The expected answer is the set of lines in the data below between the line holding "Need: a point for each instance of the mown" and the line holding "Need: a point for each instance of the metal", inclusive, written out exactly.
───── Records shown ─────
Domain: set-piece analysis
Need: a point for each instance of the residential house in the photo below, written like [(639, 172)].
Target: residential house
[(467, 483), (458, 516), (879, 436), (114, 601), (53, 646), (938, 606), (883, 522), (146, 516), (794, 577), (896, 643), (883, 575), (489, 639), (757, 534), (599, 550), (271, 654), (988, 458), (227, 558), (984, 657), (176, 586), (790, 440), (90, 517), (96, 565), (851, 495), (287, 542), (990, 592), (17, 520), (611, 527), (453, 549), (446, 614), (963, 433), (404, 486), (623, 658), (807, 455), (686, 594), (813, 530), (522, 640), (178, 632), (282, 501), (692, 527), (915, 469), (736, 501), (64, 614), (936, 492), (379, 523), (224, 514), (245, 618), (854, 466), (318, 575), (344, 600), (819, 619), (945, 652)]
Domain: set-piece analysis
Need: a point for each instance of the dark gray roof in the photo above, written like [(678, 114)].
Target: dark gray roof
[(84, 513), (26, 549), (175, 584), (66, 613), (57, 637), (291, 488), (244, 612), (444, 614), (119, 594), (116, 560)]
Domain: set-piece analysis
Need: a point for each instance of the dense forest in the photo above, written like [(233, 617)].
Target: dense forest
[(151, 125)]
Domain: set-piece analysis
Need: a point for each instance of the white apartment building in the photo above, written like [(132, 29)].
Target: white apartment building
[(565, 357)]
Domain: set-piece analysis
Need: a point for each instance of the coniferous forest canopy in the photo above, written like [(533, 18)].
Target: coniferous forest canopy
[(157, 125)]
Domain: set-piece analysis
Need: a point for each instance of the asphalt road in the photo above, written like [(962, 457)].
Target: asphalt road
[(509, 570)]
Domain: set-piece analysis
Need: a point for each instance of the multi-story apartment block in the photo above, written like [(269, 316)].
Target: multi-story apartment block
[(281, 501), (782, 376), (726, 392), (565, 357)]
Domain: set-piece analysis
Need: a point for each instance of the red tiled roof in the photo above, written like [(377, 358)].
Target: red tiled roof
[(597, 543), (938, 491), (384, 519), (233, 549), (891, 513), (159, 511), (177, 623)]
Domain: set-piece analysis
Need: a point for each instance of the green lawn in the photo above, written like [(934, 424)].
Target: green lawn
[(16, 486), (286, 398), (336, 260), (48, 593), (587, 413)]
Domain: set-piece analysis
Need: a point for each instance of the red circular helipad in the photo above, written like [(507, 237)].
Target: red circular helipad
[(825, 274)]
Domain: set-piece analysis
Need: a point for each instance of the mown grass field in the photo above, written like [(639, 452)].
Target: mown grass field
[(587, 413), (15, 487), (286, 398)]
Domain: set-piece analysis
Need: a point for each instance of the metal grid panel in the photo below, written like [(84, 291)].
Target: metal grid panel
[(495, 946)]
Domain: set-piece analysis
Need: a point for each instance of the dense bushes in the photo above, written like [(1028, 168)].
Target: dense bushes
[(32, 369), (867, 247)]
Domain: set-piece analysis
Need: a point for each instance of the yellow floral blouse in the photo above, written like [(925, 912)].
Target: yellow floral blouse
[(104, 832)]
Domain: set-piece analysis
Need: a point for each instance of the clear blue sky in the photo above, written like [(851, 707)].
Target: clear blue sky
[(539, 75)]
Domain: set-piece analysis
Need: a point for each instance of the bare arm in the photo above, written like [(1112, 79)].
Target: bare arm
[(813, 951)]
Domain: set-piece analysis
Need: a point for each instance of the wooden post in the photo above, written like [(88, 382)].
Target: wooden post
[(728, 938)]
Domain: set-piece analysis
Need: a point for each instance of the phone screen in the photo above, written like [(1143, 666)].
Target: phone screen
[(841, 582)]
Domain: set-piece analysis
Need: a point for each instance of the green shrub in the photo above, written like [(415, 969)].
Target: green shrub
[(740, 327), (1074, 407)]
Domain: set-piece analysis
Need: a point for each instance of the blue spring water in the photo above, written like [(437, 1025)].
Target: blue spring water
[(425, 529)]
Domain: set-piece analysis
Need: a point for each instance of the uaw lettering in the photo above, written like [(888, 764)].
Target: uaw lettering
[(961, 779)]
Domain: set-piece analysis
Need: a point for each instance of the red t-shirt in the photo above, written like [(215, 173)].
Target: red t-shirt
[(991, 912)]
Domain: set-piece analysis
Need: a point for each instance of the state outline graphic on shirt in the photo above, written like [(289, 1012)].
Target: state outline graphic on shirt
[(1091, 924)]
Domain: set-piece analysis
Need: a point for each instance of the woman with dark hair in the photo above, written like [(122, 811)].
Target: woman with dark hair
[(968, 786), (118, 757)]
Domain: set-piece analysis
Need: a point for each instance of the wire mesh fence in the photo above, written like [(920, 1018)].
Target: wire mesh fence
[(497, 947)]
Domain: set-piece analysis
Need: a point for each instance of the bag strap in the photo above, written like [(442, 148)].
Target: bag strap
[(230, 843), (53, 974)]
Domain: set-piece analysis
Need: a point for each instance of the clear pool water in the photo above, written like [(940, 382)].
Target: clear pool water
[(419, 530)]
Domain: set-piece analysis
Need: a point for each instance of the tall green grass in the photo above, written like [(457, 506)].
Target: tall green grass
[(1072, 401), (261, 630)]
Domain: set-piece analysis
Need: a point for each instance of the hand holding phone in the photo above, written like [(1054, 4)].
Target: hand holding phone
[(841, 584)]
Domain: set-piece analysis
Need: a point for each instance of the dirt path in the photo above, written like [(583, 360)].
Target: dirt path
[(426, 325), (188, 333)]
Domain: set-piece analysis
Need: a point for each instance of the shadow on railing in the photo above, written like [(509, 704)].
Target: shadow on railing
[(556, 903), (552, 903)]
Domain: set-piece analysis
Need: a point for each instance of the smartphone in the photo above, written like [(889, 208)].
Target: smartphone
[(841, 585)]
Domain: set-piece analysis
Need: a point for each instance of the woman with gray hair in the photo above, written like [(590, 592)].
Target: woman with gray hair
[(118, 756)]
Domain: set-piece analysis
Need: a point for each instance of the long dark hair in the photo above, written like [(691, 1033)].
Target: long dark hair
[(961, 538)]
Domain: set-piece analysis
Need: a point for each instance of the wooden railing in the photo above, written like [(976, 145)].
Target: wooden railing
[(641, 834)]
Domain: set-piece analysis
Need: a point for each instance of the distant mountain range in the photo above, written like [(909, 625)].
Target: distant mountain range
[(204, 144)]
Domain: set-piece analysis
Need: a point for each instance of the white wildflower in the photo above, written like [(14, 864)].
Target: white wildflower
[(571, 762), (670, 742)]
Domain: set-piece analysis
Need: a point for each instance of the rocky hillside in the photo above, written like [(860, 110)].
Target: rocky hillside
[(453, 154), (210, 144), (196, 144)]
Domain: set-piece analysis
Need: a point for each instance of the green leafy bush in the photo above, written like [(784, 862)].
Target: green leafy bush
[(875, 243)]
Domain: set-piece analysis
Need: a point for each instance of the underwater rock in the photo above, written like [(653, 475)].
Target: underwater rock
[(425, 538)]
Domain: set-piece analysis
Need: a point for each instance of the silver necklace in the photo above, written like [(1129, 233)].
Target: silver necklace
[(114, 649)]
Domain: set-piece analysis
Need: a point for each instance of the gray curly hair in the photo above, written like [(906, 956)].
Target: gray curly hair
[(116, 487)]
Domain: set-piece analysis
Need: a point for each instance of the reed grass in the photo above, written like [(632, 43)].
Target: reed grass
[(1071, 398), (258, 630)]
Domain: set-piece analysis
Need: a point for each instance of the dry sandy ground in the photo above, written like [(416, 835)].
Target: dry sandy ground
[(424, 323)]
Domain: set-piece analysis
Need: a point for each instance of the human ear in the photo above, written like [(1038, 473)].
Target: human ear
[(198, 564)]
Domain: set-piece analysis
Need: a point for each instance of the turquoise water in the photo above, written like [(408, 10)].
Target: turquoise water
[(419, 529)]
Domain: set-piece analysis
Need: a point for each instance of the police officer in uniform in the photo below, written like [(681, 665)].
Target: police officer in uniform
─────
◆ Output of the task:
Need: a point for each instance of the mown grass field in the photo above, written like [(639, 452)].
Target: mown grass field
[(587, 413), (15, 487), (286, 398)]
Domain: set-piece analysis
Need: a point for each instance of the metal grid panel in the photo below, written like [(84, 291)].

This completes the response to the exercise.